Work to complete.
Exactly as given, repeat all of the entries.
══════
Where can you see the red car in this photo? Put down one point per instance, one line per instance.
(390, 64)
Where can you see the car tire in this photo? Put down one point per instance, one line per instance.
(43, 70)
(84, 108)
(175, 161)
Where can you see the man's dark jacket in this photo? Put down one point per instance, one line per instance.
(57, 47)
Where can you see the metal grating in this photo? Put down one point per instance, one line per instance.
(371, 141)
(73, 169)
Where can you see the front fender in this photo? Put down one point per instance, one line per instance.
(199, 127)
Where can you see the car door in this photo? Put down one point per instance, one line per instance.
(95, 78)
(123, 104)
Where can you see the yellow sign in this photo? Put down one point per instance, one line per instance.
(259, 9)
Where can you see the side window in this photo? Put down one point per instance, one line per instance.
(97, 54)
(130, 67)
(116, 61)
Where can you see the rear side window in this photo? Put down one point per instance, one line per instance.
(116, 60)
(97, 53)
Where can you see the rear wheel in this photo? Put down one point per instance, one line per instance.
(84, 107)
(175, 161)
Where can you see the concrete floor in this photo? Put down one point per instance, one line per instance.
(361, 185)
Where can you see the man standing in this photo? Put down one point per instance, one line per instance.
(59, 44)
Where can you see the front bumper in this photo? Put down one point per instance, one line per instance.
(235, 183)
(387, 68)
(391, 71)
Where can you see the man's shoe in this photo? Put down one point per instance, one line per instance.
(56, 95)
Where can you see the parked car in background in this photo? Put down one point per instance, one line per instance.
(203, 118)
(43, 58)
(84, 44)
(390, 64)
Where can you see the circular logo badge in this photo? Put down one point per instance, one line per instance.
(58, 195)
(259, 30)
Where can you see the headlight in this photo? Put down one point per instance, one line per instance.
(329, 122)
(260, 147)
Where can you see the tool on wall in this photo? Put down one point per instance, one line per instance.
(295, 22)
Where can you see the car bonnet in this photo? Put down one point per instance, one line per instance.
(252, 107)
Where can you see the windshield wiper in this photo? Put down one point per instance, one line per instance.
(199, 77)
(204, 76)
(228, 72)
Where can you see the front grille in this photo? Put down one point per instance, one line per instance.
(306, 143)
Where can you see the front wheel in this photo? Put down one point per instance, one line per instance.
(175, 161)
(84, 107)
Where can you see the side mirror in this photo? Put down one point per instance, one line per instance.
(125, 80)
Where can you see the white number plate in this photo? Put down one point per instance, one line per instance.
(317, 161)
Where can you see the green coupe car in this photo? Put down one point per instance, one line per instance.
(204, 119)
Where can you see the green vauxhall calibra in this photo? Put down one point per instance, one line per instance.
══════
The completed task.
Where can you see the red car in this photo? Put down one point per instance, one line per instance.
(390, 64)
Where can you see the car tire in this photo? Put down one point per instance, one line per instance.
(43, 70)
(84, 108)
(175, 161)
Where can you see the man's dark jacket in this photo? Put down one point per instance, one line per instance.
(57, 47)
Where can you see the metal grating in this photo? Put down one point per instance, one line per instance.
(371, 141)
(73, 169)
Where can you see the front fender in this photo? Put down one point per instance, one line per instance.
(199, 127)
Where can you see the car door in this photo? Put down one point per instance, one line per instance.
(95, 78)
(123, 104)
Where can you see the yellow sign in this photo? Put down one point per instance, one line per instance.
(259, 9)
Where can you see the side window in this photo? Put down one point per instance, one line per instance.
(97, 54)
(130, 67)
(116, 61)
Where can you see the rear side window in this photo? Put down one point per instance, one line per instance.
(116, 60)
(97, 53)
Where can you see the rear wheel in this photo? Put down one point per instance, one line per instance.
(84, 107)
(175, 161)
Where can you see the concrete floor in this photo? Put down one point per instance, one line per instance.
(361, 185)
Where can you see the man standing in this photo? Put down one point per instance, one line per instance.
(59, 44)
Where can you see the front bumper in this photo? Put down one point per instance, one line per instance.
(235, 183)
(387, 68)
(391, 71)
Where can you see the man's shoe in this photo? Put down one point per instance, one line per instance.
(56, 95)
Where can you see the parked car in background in this photo? Put down one point per instance, one line per instance.
(203, 118)
(43, 58)
(84, 44)
(390, 64)
Where can you see the circular logo badge in this photo? Put down one point per instance, one line per instance.
(58, 195)
(259, 30)
Where can you see the headlight in this photo? Put down one point per instance, one line per instance.
(329, 122)
(260, 147)
Where can you see the tool on wall in this photo? Put down one point per instance, one line per instance.
(295, 22)
Where can you see the car bonnet in this photo? Put down one point per instance, one line per instance.
(252, 107)
Where can you see the windshield wiper in this photo? Put down one point per instance, one line per instance.
(199, 77)
(204, 76)
(228, 72)
Where can you see the front grille in this photo? Put down one point per instance, one line per instance.
(306, 143)
Where can you see the front wheel in this photo? Put down one point per instance, one line per instance.
(175, 161)
(84, 107)
Where can you see the side mirror in this photo? Put down one point per instance, one line per instance.
(125, 80)
Where can you see the white number plate in this photo? Put down one point per instance, one line per instance.
(317, 161)
Where can you see the green coupe car in this photo? Put down one point per instance, one line per instance.
(204, 119)
Where can you see the green vauxhall calibra in this photo? Put down one point per instance, one line per instance.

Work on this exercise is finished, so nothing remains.